Set problem = Locate the line that contains "Thank you for the photo above. Could you indicate the shirt". Print it and every subsequent line through the final line of the records, exactly and only those.

----

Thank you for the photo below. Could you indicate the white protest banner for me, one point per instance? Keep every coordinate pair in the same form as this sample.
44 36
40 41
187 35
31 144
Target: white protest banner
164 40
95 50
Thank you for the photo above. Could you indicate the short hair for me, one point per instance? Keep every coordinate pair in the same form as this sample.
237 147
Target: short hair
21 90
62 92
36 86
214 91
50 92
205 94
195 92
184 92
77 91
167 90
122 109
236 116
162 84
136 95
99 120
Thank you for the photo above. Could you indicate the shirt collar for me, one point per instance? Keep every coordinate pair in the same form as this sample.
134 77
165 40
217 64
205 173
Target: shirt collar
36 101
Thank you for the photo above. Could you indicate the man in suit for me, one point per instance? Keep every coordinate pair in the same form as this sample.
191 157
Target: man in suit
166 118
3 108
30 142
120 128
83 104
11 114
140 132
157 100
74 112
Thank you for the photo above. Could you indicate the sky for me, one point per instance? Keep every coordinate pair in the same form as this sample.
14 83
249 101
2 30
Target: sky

----

The output =
Thank you for the photo above. Could you indicate the shirt collar for me, one point per instance? Keep every coordinate pair in the same form as this sample.
134 77
165 40
217 64
205 173
Target: shirt collar
36 101
Thank you for the photo above. Could you indicate the man in suit for me, one point per instance? Keep every coordinate pair in the same form as this sample.
191 157
Target: man in suit
166 118
3 108
30 142
120 128
83 104
11 114
140 132
157 100
74 112
Thank you for the photo above. Could you indicate the sky for me, one point per instance? Keep every coordinate pair in the same form as this sample.
14 83
249 101
2 30
Target: sky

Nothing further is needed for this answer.